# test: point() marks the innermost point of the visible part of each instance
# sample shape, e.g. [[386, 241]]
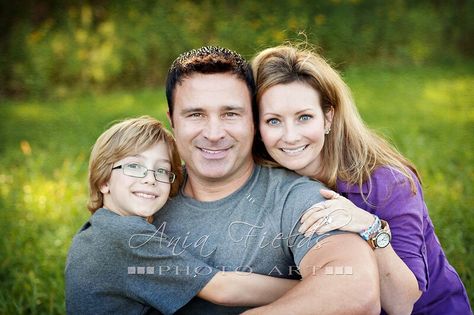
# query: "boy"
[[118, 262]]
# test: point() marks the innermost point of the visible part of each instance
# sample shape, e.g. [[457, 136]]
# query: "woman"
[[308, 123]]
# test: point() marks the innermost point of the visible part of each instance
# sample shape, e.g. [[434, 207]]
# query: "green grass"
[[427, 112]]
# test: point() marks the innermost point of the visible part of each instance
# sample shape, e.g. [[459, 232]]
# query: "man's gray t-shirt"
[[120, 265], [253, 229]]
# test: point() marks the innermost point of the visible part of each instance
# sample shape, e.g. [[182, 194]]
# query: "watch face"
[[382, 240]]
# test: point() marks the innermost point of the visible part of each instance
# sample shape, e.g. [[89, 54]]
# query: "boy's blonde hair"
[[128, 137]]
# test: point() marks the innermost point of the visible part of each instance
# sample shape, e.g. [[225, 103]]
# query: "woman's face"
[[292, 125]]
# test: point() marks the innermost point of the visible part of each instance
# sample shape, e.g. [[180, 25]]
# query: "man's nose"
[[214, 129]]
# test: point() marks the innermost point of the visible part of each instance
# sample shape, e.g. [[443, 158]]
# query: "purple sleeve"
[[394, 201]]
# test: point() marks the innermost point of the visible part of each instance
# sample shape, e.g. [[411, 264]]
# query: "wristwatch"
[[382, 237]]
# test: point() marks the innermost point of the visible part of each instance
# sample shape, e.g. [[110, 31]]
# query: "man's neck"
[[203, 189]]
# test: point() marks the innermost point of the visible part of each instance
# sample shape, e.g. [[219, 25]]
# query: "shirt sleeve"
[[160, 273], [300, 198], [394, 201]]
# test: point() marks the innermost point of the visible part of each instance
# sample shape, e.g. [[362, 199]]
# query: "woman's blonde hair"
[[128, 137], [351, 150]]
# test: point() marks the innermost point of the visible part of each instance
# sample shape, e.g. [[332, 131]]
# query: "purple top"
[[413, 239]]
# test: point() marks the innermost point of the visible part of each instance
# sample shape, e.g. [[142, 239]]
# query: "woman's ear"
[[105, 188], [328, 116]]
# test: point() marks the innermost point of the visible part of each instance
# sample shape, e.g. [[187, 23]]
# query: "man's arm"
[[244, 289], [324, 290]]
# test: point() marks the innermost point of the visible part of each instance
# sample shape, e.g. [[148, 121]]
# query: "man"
...
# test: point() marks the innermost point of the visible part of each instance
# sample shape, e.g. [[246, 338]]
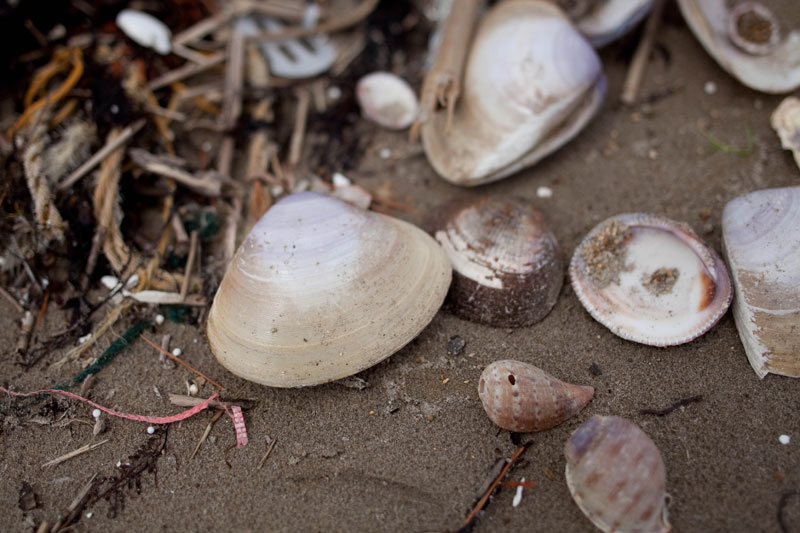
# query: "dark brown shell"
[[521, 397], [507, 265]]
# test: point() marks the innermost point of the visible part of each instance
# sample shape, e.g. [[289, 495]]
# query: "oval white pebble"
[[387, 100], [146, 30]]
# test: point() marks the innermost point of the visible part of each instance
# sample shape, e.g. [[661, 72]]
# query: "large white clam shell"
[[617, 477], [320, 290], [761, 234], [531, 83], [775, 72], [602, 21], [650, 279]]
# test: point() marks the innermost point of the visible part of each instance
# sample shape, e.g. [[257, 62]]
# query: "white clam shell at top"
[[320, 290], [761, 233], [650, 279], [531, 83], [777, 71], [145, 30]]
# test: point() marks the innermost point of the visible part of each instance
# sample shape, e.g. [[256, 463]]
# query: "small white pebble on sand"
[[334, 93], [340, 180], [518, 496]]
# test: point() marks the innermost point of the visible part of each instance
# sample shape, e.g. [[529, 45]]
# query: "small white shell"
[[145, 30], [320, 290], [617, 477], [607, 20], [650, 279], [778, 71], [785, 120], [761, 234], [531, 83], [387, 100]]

_INSTRUCTIONS FOR THE TASK_
Of the lines above, retype only those from the line containing "# sample shape, e.g. [[182, 194]]" through the line containing "# sample shape, e.g. [[225, 103]]", including both, exactly.

_WORKED SOLUTION_
# sample shape, e.g. [[182, 194]]
# query: "watch face"
[[382, 240]]
# test: point() marks the innermost point of the visible part of each instance
# sample shape, e.g. [[89, 54]]
# query: "boy's blonde hair"
[[128, 137]]
# test: point() marks the innermost point of the visible part of each instance
# sample shape, e.g. [[225, 103]]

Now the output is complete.